=== Text section ===
______________________________
Personal information
- Full name: Rebecca Jane Rolls
- Date of birth: 22 August 1975 (age 50)
- Place of birth: Napier, New Zealand
- Height: 1.78 m (5 ft 10 in)
- Position: Goalkeeper

Team information
- Current team: Three Kings United

Senior career*
- Years: Team / Apps / (Gls)
- Metro F.C.
- Three Kings United

International career^{‡}
- 1994–2015: New Zealand / 21 / (0)

Cricket information
- Batting: Right-handed
- Role: Wicket-keeper

International information
- National side: New Zealand (1997–2007);
- Only Test (cap 125): 21 August 2004 v England
- ODI debut (cap 70): 28 January 1997 v Pakistan
- Last ODI: 5 March 2007 v Australia
- T20I debut (cap 7): 5 August 2004 v England
- Last T20I: 18 October 2006 v Australia

Domestic team information
- 1990/91–1996/97: Central Districts
- 1997/98–2006/07: Auckland

Career statistics
| Competition | WTest | WODI | WT20I | WLA |
| Matches | 1 | 104 | 2 | 236 |
| Runs scored | 71 | 2,201 | 80 | 5,513 |
| Batting average | 71.00 | 25.01 | 40.00 | 26.63 |
| 100s/50s | 0/1 | 2/12 | 0/0 | 6/28 |
| Top score | 71 | 114 | 41 | 118 |
| Balls bowled | – | – | – | 72 |
| Wickets | – | – | – | 2 |
| Bowling average | – | – | – | 31.00 |
| 5 wickets in innings | – | – | – | 0 |
| 10 wickets in match | – | – | – | 0 |
| Best bowling | – | – | – | 2/17 |
| Catches/stumpings | 1/0 | 90/43 | 2/1 | 194/120 |
- Source: CricketArchive, 19 April 2021

= Rebecca Rolls =

New Zealand cricketer and footballer

Rebecca Jane Rolls (born 22 August 1975) is a New Zealand former cricketer and association footballer who represented New Zealand in both sports. In cricket, she played as a wicket-keeper and right-handed batter, and appeared in 1 Test match, 104 One Day Internationals and 2 Twenty20 Internationals for New Zealand between 1997 and 2007. She played domestic cricket for Central Districts and Auckland. In football, she made 21 appearances for New Zealand. She is the chief executive of the New Zealand Sport Integrity Commission.
______________________________
=== Supplied information ===
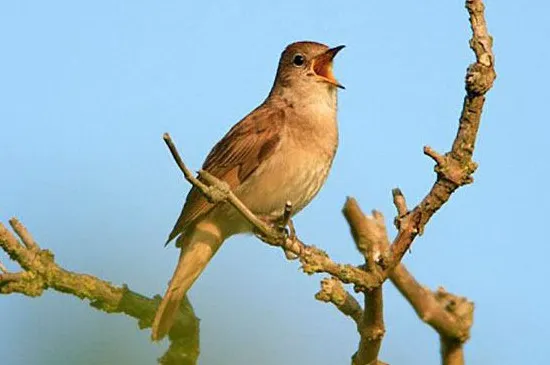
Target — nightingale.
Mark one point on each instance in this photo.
(282, 151)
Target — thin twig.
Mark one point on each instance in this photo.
(41, 272)
(455, 168)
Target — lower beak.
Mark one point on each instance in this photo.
(322, 66)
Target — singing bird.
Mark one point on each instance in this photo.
(282, 151)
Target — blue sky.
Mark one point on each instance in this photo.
(88, 88)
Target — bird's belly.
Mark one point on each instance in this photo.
(293, 176)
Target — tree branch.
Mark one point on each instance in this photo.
(371, 239)
(454, 169)
(41, 272)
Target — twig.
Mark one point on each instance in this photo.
(455, 168)
(451, 316)
(333, 292)
(371, 239)
(41, 272)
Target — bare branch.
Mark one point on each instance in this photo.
(333, 292)
(449, 315)
(371, 239)
(41, 272)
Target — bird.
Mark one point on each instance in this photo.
(281, 152)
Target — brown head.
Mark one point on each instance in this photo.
(307, 66)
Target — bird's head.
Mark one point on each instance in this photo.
(307, 66)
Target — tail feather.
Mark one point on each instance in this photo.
(196, 252)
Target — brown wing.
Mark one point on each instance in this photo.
(234, 158)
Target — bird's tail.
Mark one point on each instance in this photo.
(197, 250)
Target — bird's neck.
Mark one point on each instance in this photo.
(321, 101)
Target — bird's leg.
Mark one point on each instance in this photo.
(285, 227)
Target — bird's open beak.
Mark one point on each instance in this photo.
(322, 66)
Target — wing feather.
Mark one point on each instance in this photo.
(234, 158)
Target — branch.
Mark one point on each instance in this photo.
(455, 168)
(332, 291)
(41, 272)
(370, 237)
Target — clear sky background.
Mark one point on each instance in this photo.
(88, 88)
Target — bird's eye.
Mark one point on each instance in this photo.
(298, 60)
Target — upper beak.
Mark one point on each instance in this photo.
(322, 66)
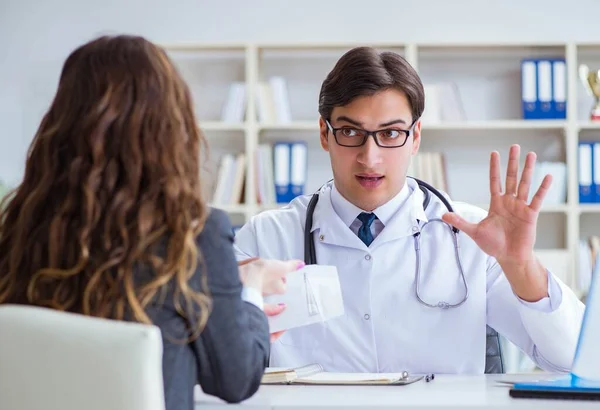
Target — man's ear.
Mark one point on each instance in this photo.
(323, 132)
(416, 140)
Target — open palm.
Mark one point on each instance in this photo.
(508, 232)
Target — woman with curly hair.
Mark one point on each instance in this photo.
(109, 222)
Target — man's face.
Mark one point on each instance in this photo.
(369, 175)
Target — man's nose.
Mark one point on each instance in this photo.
(370, 152)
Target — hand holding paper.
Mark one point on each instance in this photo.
(313, 295)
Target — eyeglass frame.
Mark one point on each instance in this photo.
(407, 134)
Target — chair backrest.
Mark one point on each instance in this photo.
(53, 360)
(494, 362)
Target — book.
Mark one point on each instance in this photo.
(315, 375)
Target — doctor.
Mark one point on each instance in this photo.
(414, 298)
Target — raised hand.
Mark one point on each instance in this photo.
(508, 232)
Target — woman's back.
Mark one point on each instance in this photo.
(109, 220)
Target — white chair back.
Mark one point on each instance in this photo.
(51, 360)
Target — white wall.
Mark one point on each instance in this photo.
(36, 36)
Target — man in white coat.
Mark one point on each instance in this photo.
(367, 223)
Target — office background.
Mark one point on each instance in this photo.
(471, 49)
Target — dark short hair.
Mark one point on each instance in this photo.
(364, 71)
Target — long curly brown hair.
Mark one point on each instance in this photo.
(113, 170)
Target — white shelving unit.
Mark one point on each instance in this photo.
(488, 79)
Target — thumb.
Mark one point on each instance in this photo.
(295, 264)
(273, 310)
(460, 223)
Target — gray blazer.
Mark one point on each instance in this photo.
(229, 357)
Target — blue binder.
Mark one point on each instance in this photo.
(543, 88)
(559, 89)
(529, 89)
(585, 165)
(298, 167)
(281, 169)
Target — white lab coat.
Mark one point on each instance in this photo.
(385, 328)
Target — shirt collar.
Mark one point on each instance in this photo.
(348, 211)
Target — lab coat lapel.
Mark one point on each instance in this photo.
(329, 228)
(405, 221)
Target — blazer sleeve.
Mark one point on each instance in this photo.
(233, 349)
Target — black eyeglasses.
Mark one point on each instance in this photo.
(347, 136)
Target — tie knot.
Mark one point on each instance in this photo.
(367, 218)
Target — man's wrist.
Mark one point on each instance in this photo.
(528, 279)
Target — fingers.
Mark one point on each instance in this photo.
(247, 261)
(273, 310)
(460, 223)
(538, 198)
(276, 335)
(527, 175)
(512, 169)
(495, 179)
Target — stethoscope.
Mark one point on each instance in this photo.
(310, 257)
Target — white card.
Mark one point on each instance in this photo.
(313, 295)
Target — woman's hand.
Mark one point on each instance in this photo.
(267, 275)
(274, 310)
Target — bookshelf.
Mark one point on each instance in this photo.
(488, 79)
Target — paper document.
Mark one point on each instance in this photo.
(313, 295)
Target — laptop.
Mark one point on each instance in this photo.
(583, 383)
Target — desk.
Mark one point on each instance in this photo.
(444, 392)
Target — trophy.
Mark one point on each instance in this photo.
(591, 82)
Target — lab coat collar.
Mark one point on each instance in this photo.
(406, 220)
(402, 223)
(331, 228)
(348, 212)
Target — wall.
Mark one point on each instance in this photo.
(36, 36)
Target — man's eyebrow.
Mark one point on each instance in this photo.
(350, 120)
(359, 124)
(398, 121)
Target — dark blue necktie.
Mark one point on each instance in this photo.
(364, 232)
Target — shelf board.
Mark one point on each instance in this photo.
(292, 126)
(545, 208)
(232, 209)
(497, 125)
(221, 126)
(442, 126)
(589, 125)
(590, 208)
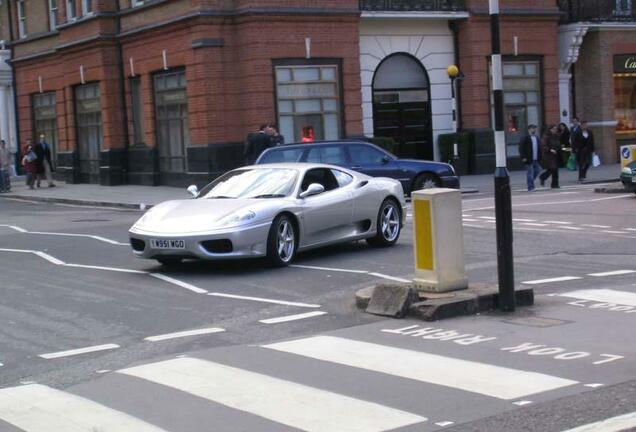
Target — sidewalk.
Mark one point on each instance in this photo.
(141, 197)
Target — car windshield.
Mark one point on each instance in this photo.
(252, 183)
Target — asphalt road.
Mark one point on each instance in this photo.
(565, 362)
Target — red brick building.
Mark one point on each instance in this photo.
(165, 91)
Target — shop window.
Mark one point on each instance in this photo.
(308, 102)
(522, 100)
(625, 96)
(137, 110)
(89, 130)
(21, 19)
(52, 14)
(171, 105)
(45, 119)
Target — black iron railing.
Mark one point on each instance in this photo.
(597, 10)
(413, 5)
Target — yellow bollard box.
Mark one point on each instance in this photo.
(438, 241)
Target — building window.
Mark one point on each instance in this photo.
(137, 110)
(89, 130)
(623, 7)
(625, 95)
(171, 104)
(87, 7)
(45, 119)
(52, 14)
(21, 19)
(308, 102)
(522, 100)
(71, 11)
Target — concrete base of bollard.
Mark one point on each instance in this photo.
(436, 306)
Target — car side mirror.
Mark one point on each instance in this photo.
(193, 190)
(313, 189)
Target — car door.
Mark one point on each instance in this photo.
(372, 161)
(327, 217)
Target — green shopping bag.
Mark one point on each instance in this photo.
(571, 165)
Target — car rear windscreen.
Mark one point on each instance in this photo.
(282, 155)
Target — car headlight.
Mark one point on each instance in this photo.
(237, 218)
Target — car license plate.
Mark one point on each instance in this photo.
(167, 244)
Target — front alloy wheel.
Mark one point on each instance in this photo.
(389, 224)
(281, 242)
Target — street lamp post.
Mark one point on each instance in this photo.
(453, 74)
(503, 204)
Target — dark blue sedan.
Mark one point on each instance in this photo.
(369, 159)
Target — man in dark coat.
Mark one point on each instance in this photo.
(584, 150)
(530, 152)
(43, 163)
(256, 144)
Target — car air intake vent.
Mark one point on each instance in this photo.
(138, 245)
(218, 246)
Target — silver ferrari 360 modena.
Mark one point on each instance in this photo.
(272, 211)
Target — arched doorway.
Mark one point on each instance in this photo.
(401, 105)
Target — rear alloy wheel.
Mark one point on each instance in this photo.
(281, 241)
(169, 261)
(426, 181)
(389, 224)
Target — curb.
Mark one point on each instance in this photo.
(437, 306)
(127, 206)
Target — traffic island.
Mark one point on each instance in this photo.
(404, 300)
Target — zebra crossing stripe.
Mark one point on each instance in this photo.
(37, 408)
(603, 296)
(481, 378)
(296, 405)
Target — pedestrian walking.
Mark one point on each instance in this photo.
(44, 164)
(256, 144)
(530, 151)
(5, 166)
(584, 150)
(29, 162)
(550, 153)
(277, 138)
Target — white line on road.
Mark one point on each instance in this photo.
(475, 377)
(272, 398)
(612, 273)
(292, 317)
(263, 300)
(614, 424)
(78, 351)
(603, 296)
(559, 279)
(387, 277)
(115, 269)
(36, 408)
(185, 333)
(179, 283)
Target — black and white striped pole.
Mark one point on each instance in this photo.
(503, 204)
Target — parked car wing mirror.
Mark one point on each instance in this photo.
(193, 190)
(313, 189)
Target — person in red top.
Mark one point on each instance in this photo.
(30, 165)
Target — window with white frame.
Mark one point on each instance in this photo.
(52, 14)
(71, 11)
(21, 19)
(87, 7)
(308, 102)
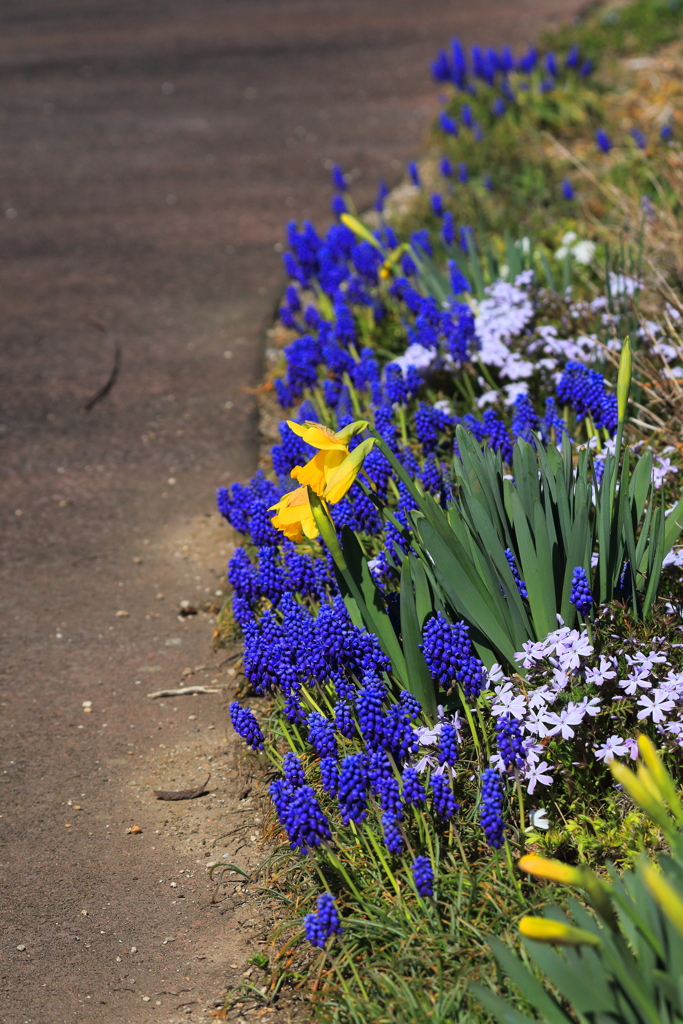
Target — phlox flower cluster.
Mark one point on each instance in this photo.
(577, 707)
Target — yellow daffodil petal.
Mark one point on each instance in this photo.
(344, 475)
(554, 870)
(555, 933)
(316, 472)
(294, 516)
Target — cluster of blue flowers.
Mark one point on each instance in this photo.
(325, 923)
(423, 876)
(447, 651)
(491, 812)
(585, 390)
(581, 595)
(493, 68)
(245, 724)
(299, 640)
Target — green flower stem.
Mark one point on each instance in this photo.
(353, 395)
(400, 411)
(385, 863)
(339, 866)
(522, 817)
(485, 373)
(468, 715)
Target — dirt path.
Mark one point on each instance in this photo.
(148, 156)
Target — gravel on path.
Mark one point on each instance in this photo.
(148, 156)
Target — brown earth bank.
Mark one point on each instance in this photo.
(148, 157)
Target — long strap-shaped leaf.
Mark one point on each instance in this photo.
(535, 566)
(454, 576)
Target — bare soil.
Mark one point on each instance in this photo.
(148, 155)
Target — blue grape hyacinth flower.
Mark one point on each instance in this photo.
(325, 923)
(423, 876)
(581, 595)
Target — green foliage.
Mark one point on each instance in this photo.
(639, 27)
(626, 962)
(549, 520)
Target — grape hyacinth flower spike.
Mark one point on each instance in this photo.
(491, 811)
(581, 595)
(245, 724)
(423, 876)
(603, 140)
(325, 923)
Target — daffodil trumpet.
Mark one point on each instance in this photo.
(294, 516)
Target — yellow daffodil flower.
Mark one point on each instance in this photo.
(323, 437)
(316, 472)
(333, 452)
(294, 516)
(555, 933)
(554, 870)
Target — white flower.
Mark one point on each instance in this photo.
(443, 406)
(654, 706)
(539, 818)
(541, 696)
(536, 774)
(571, 715)
(612, 748)
(584, 252)
(487, 398)
(605, 671)
(415, 355)
(663, 468)
(640, 677)
(536, 723)
(508, 702)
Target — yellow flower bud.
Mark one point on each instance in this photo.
(555, 933)
(319, 436)
(554, 870)
(344, 475)
(316, 472)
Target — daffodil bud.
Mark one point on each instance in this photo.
(555, 933)
(553, 870)
(346, 473)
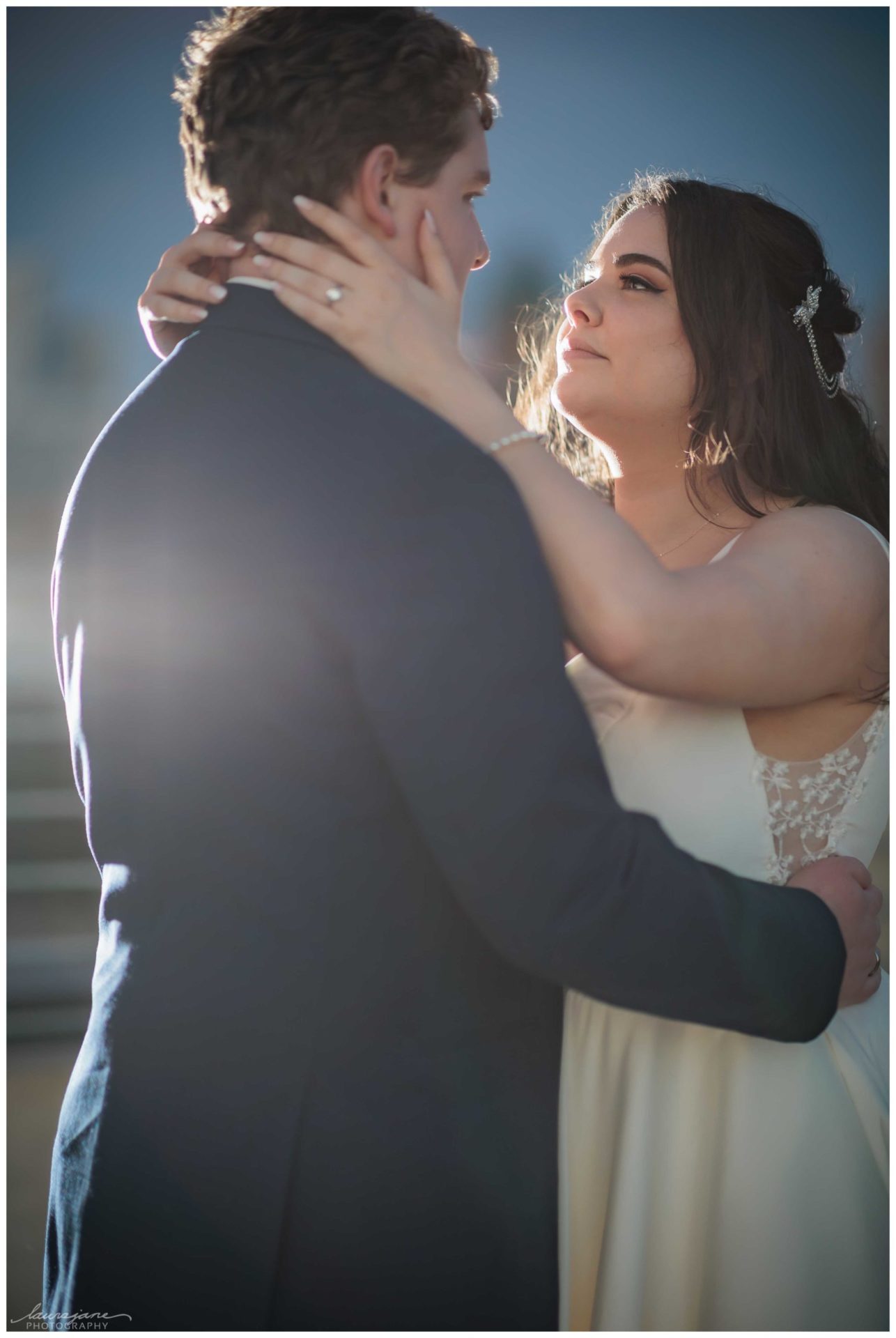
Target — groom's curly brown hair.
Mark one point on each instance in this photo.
(277, 102)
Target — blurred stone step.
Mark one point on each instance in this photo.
(49, 970)
(52, 914)
(52, 875)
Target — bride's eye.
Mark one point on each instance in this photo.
(637, 279)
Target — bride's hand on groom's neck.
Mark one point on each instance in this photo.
(189, 276)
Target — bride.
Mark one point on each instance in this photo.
(730, 613)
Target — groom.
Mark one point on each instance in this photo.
(353, 830)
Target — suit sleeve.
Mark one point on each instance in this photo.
(451, 624)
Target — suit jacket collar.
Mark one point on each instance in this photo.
(252, 311)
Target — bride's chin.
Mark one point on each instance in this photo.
(569, 404)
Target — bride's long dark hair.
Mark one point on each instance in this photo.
(760, 415)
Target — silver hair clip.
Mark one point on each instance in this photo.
(803, 316)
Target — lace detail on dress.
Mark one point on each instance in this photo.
(808, 801)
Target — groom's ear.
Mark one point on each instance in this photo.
(375, 189)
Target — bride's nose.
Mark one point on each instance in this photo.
(582, 308)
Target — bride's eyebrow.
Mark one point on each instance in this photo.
(637, 259)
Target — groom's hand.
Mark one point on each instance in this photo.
(846, 887)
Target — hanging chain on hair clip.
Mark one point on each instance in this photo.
(803, 316)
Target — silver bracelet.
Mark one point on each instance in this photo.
(514, 436)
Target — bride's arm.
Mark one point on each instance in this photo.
(788, 617)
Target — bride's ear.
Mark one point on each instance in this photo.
(375, 189)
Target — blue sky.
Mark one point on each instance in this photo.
(791, 100)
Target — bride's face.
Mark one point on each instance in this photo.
(634, 368)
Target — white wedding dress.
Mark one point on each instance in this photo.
(708, 1179)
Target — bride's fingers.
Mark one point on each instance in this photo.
(201, 244)
(356, 243)
(318, 315)
(169, 309)
(176, 282)
(436, 266)
(300, 280)
(311, 256)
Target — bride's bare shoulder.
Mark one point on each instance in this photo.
(826, 537)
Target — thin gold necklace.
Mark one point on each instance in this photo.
(714, 516)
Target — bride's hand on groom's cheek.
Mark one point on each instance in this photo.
(187, 276)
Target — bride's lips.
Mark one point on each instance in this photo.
(570, 351)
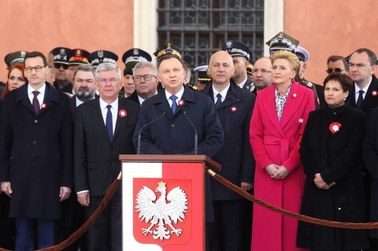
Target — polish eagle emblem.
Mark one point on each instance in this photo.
(162, 213)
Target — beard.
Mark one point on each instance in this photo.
(84, 94)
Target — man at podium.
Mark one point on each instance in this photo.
(179, 121)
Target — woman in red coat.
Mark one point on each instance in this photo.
(277, 124)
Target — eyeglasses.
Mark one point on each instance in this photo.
(37, 68)
(108, 80)
(58, 65)
(147, 77)
(263, 71)
(330, 70)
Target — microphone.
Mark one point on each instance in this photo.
(195, 132)
(143, 127)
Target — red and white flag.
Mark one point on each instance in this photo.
(161, 209)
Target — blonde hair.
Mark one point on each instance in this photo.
(290, 57)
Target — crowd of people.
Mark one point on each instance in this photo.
(304, 147)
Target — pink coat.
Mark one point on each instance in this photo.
(276, 141)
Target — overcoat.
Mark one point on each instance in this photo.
(370, 157)
(36, 152)
(235, 156)
(96, 158)
(331, 146)
(277, 141)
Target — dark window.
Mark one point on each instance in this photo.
(200, 27)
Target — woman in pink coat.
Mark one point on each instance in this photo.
(279, 118)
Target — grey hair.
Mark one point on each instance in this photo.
(84, 68)
(150, 65)
(107, 67)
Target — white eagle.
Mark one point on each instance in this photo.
(167, 210)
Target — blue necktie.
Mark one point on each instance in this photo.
(109, 122)
(219, 100)
(36, 106)
(174, 104)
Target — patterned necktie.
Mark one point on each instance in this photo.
(219, 100)
(360, 98)
(109, 122)
(36, 105)
(174, 104)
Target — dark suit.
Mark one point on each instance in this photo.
(371, 97)
(370, 156)
(369, 103)
(237, 165)
(36, 152)
(337, 157)
(173, 134)
(97, 165)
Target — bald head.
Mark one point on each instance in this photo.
(221, 68)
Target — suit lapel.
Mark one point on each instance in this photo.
(97, 113)
(371, 93)
(50, 100)
(121, 117)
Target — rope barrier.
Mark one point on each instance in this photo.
(109, 194)
(305, 218)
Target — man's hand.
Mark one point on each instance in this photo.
(83, 199)
(246, 186)
(64, 193)
(6, 188)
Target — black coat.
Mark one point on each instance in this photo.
(36, 152)
(337, 157)
(370, 155)
(96, 159)
(235, 156)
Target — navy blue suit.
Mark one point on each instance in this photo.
(228, 232)
(173, 134)
(36, 155)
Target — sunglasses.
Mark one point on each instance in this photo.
(330, 70)
(58, 65)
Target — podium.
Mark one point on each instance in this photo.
(163, 200)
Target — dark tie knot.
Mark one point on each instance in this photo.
(173, 98)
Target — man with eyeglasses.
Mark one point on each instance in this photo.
(104, 127)
(262, 75)
(241, 55)
(336, 63)
(36, 155)
(60, 65)
(364, 94)
(145, 81)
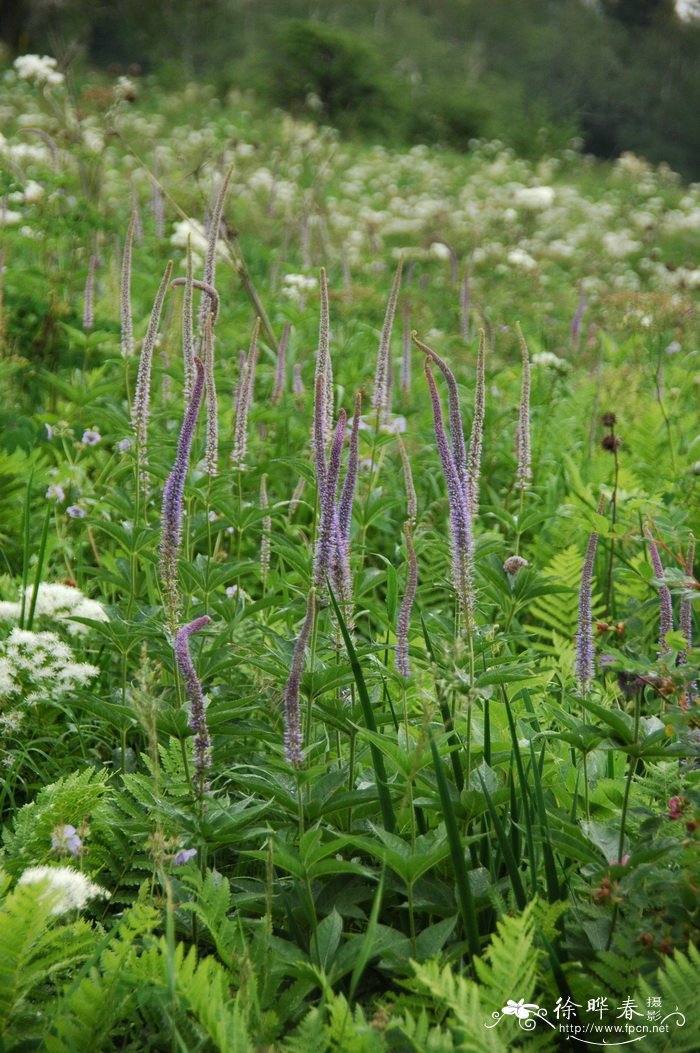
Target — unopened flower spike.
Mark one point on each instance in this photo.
______________________________
=== Check your understanding ===
**a)** According to the Rebecca Rolls text, what position did she play in football?
**b)** From the Rebecca Rolls text, extract the passage between "Rebecca Jane Rolls (born" and "Sport Integrity Commission.", inclusive.
**c)** Continue the Rebecca Rolls text from the point where it stops.

=== Answers to the exercise ===
**a)** Goalkeeper

**b)**
Rebecca Jane Rolls (born 22 August 1975) is a New Zealand former cricketer and association footballer who represented New Zealand in both sports. In cricket, she played as a wicket-keeper and right-handed batter, and appeared in 1 Test match, 104 One Day Internationals and 2 Twenty20 Internationals for New Zealand between 1997 and 2007. She played domestic cricket for Central Districts and Auckland. In football, she made 21 appearances for New Zealand. She is the chief executive of the New Zealand Sport Integrity Commission.

**c)**
==Cricket==
Rolls had a long One Day International career, representing New Zealand in 104 matches, as well as 1 Test match. She was only the second New Zealand woman to reach the 100 ODI milestone, after Debbie Hockley. She was a wicketkeeper batter. She played in the victorious Women's Cricket World Cup at Lincoln in 2000 and she also played for the Auckland Hearts in the State League. She was born in Napier.

Rebecca Rolls is also the first female cricketer to have completed the double of scoring 2000 runs and effecting 100 dismissals as wicketkeeper in WODI history

== Women's One Day International centuries ==

| Runs | Match | Opponents | City | Venue | Year |
|---|---|---|---|---|---|
| 114 | 48 | Australia | Lincoln, New Zealand | Bert Sutcliffe Oval | 2002 |
| 104* | 99 | Australia | Chennai, India | Chemplast Cricket Ground | 2007 |

==Football==
Rolls has played internationally for New Zealand as a goalkeeper. She made her Football Ferns debut in a 0–1 loss to Bulgaria on 24 August 1994 and ended her international career with 11 caps to her credit.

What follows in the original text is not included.